Starting at the line with "of the blurred", copy each line through the last one below exactly as written, without any pictures.

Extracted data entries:
>>>>

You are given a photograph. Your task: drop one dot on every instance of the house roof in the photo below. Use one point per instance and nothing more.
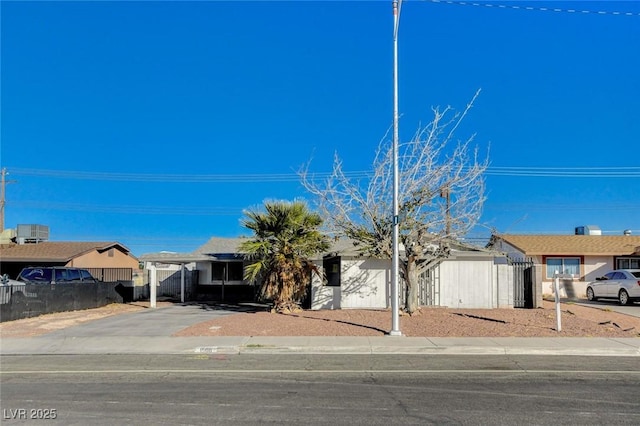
(220, 245)
(606, 245)
(50, 251)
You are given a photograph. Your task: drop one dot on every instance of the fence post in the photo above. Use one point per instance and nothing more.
(153, 279)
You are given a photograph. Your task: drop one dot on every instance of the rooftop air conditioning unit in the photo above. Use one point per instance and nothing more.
(588, 230)
(32, 233)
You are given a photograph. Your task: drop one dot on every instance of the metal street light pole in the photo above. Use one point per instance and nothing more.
(395, 262)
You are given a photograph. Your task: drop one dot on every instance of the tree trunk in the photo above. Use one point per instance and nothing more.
(412, 302)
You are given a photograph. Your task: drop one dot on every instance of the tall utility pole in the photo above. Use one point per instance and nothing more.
(2, 201)
(395, 262)
(3, 184)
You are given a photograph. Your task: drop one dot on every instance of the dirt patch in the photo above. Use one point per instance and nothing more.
(47, 323)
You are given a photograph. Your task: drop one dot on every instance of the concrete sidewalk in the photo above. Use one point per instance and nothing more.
(152, 334)
(321, 345)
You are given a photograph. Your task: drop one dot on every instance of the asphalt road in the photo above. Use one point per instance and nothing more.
(203, 389)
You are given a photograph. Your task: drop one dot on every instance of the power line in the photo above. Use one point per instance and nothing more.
(536, 8)
(572, 172)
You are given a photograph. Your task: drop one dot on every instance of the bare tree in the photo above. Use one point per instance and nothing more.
(441, 194)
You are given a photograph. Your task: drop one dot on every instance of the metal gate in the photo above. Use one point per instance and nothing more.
(428, 288)
(522, 283)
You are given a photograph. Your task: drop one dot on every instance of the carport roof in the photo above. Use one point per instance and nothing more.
(594, 245)
(50, 251)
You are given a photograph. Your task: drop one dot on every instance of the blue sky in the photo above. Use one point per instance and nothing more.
(156, 123)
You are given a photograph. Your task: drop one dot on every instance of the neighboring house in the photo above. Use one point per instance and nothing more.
(579, 258)
(95, 256)
(469, 278)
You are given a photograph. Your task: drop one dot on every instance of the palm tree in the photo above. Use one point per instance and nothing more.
(285, 237)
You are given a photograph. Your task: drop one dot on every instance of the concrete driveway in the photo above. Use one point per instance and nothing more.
(613, 305)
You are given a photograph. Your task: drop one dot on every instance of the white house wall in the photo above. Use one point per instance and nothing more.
(364, 283)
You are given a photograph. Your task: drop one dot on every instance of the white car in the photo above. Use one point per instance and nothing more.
(621, 284)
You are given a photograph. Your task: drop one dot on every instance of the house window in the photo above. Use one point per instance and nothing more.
(564, 265)
(331, 267)
(227, 271)
(628, 263)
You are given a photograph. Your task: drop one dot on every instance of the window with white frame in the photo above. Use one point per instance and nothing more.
(563, 265)
(628, 263)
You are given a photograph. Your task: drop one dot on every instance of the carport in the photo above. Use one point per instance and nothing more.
(151, 262)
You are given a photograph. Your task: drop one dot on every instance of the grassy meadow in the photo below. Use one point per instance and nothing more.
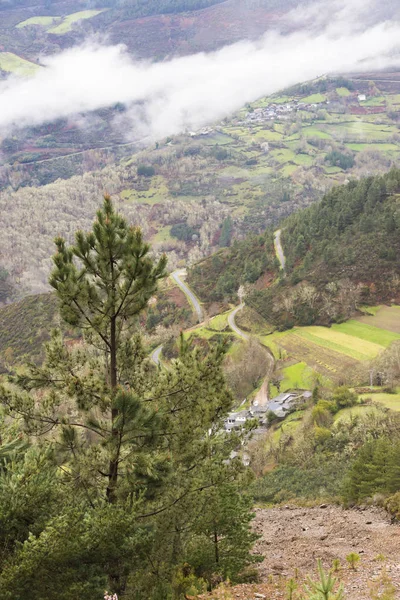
(59, 25)
(12, 63)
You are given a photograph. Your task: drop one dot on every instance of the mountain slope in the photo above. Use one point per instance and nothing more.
(340, 253)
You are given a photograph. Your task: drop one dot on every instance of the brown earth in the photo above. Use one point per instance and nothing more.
(294, 538)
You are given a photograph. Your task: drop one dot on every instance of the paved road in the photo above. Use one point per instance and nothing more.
(232, 324)
(279, 249)
(155, 357)
(176, 276)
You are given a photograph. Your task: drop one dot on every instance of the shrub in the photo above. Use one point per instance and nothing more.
(353, 559)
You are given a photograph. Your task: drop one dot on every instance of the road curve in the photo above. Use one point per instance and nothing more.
(279, 249)
(155, 356)
(176, 276)
(232, 324)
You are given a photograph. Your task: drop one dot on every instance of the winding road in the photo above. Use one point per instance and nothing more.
(232, 324)
(262, 395)
(176, 276)
(279, 249)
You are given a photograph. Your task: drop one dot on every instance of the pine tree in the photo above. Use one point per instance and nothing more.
(136, 452)
(111, 284)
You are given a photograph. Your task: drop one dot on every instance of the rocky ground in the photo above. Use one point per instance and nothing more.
(292, 539)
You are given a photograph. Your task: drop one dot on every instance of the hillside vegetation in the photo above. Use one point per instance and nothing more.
(340, 253)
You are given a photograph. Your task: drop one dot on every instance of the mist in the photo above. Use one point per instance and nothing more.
(189, 92)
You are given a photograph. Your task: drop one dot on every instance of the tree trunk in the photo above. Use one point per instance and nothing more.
(216, 547)
(113, 468)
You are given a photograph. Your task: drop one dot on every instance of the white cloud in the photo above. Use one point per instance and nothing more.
(191, 91)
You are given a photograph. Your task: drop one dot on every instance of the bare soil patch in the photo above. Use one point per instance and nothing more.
(294, 538)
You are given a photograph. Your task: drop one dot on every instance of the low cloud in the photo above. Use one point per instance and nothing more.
(189, 92)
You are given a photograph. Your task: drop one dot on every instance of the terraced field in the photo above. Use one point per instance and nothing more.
(386, 317)
(336, 350)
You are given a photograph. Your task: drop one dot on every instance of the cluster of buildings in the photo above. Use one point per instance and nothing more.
(270, 112)
(280, 406)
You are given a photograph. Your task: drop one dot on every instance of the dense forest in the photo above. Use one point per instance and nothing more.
(129, 485)
(339, 253)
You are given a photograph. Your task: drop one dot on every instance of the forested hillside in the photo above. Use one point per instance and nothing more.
(340, 253)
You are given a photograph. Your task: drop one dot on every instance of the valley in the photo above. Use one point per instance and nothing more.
(199, 315)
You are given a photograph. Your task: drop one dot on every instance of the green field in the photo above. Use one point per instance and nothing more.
(294, 377)
(314, 99)
(335, 350)
(357, 348)
(68, 22)
(391, 401)
(370, 333)
(12, 63)
(385, 317)
(343, 92)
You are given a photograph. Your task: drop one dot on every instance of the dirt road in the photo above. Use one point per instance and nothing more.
(294, 538)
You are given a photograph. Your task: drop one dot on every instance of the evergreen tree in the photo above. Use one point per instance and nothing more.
(226, 232)
(136, 457)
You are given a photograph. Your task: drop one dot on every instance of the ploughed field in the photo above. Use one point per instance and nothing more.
(334, 351)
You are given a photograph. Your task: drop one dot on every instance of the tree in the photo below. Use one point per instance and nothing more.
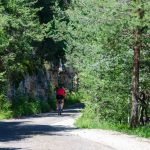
(99, 45)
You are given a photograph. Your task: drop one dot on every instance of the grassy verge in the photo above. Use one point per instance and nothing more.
(143, 131)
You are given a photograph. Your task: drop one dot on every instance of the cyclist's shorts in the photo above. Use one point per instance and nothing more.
(59, 97)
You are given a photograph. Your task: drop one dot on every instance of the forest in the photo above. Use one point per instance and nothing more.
(107, 42)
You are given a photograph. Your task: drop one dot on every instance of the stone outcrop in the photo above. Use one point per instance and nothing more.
(43, 83)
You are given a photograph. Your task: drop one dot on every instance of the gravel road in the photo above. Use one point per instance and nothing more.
(51, 132)
(45, 132)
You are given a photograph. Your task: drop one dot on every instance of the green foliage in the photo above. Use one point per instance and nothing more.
(20, 28)
(100, 39)
(124, 128)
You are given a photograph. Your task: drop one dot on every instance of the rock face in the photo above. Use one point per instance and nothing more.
(43, 83)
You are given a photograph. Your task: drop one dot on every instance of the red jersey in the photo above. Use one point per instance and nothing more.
(61, 91)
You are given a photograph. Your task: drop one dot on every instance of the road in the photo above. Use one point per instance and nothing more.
(45, 132)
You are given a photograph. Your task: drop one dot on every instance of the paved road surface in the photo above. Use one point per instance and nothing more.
(45, 132)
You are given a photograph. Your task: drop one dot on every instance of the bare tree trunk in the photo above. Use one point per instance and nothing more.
(135, 77)
(135, 88)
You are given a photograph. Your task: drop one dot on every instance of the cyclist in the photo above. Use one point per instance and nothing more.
(60, 94)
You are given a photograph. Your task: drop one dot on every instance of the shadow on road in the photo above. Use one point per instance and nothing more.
(12, 131)
(9, 148)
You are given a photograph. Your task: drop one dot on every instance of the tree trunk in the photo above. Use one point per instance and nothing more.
(135, 88)
(135, 77)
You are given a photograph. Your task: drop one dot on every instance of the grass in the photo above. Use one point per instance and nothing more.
(143, 131)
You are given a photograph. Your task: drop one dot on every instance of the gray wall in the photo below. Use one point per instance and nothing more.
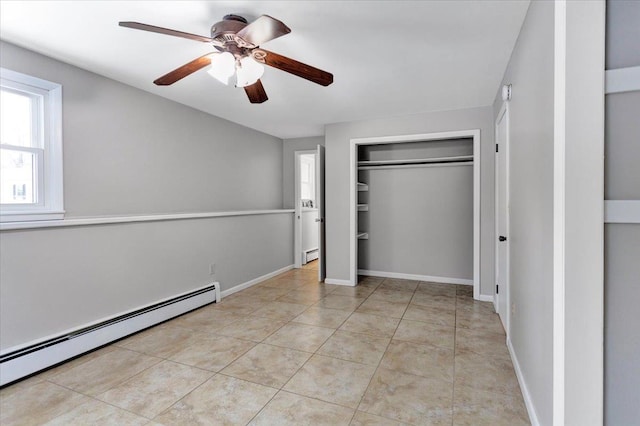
(57, 279)
(289, 147)
(128, 152)
(531, 72)
(337, 178)
(622, 241)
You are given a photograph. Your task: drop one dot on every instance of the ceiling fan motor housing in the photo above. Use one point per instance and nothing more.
(225, 30)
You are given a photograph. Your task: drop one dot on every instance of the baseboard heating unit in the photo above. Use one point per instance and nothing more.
(309, 255)
(20, 362)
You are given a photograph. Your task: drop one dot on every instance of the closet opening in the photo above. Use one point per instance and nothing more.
(415, 207)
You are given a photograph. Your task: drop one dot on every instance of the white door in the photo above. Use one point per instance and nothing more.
(320, 205)
(501, 300)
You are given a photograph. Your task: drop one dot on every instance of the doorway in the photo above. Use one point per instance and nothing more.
(501, 298)
(309, 210)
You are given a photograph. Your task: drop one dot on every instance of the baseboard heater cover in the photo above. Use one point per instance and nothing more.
(311, 254)
(17, 364)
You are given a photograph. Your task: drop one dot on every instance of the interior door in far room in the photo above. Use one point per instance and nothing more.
(501, 300)
(320, 204)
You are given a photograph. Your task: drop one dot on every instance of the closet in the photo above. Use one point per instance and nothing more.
(415, 210)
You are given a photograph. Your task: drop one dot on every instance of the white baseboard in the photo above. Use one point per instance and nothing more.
(533, 417)
(444, 280)
(485, 298)
(62, 347)
(237, 288)
(338, 282)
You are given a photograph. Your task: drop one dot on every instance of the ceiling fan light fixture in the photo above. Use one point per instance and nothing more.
(223, 66)
(248, 71)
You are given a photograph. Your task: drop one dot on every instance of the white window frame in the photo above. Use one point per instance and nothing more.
(50, 202)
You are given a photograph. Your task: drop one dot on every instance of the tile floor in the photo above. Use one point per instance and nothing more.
(291, 351)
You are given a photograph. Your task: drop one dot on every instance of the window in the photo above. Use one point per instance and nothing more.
(30, 148)
(307, 179)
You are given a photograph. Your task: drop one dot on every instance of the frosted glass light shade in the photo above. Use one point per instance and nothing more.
(223, 66)
(248, 71)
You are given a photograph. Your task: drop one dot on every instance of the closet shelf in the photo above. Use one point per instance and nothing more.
(363, 186)
(454, 159)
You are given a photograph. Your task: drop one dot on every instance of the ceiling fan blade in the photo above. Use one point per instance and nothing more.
(256, 93)
(294, 67)
(262, 30)
(154, 29)
(183, 71)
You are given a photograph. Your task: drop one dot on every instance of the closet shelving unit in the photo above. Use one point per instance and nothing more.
(362, 187)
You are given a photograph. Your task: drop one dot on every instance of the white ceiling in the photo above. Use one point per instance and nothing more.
(388, 58)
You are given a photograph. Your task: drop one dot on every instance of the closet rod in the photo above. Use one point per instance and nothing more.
(413, 166)
(450, 159)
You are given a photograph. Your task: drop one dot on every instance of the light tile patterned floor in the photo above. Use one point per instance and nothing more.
(292, 351)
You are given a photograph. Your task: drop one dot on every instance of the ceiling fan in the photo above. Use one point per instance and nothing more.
(238, 53)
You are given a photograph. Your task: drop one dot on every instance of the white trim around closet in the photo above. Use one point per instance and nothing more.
(353, 192)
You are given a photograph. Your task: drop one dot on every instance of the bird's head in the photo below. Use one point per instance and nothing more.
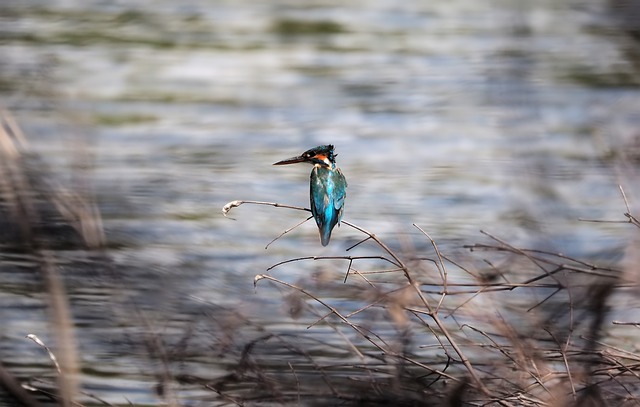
(321, 155)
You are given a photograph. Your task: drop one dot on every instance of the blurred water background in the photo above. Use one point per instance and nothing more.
(513, 117)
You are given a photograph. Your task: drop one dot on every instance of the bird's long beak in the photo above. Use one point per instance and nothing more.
(292, 160)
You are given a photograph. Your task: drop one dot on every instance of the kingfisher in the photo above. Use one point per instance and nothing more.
(328, 188)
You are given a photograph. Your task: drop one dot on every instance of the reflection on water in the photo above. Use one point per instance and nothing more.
(511, 117)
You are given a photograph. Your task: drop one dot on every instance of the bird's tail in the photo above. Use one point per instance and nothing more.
(325, 234)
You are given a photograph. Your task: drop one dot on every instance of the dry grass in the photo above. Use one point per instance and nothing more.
(529, 328)
(398, 325)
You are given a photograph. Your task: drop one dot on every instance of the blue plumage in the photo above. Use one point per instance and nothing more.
(328, 188)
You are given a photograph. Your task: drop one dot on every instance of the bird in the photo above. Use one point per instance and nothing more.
(328, 188)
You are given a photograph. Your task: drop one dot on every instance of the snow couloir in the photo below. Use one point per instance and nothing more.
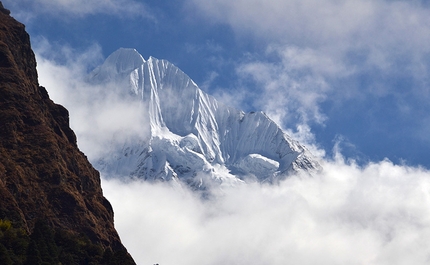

<<<<

RESULT BELOW »
You are given a photograph. Your task: drop one dot on every instance of the blurred water background in the photo above. Use one point per instance and nothing more.
(513, 117)
You are given a photograph. Your task: drop one dot on every instance of the bird's long beak in the photo above. Use one point per instance and nothing more.
(292, 160)
You are given a photograph. Your task: drop one dot on every instance of the kingfisher in the photo above. Use one point per instance and nothing more.
(328, 188)
You are given a photograph. Your task: drop one dot on every instance of the reflection on water in the photo above. Use one point per instance and nothing more.
(511, 117)
You are given a photograph. Your task: drop one dot on every instance of the bird's tail in the photo above. Use one point per instance and nothing more.
(325, 234)
You are given a photograph. Your task: drop one dot on every instance of the dry grass in the photo above. Use one point per instance and nothing more.
(529, 328)
(398, 325)
You are given a photograph. Your task: drop one dot on every instance of the blue plumage in the photo above. Use one point per instance and nothing more.
(328, 188)
You are given a photograph. Your task: drop one dot on every instance of the bird in the photo above. Use one point per instance and nothing more.
(328, 188)
You are given a photograph. Your task: drop one dot on every instance of the snow couloir in the photo below. Use one point per instance and nothing more.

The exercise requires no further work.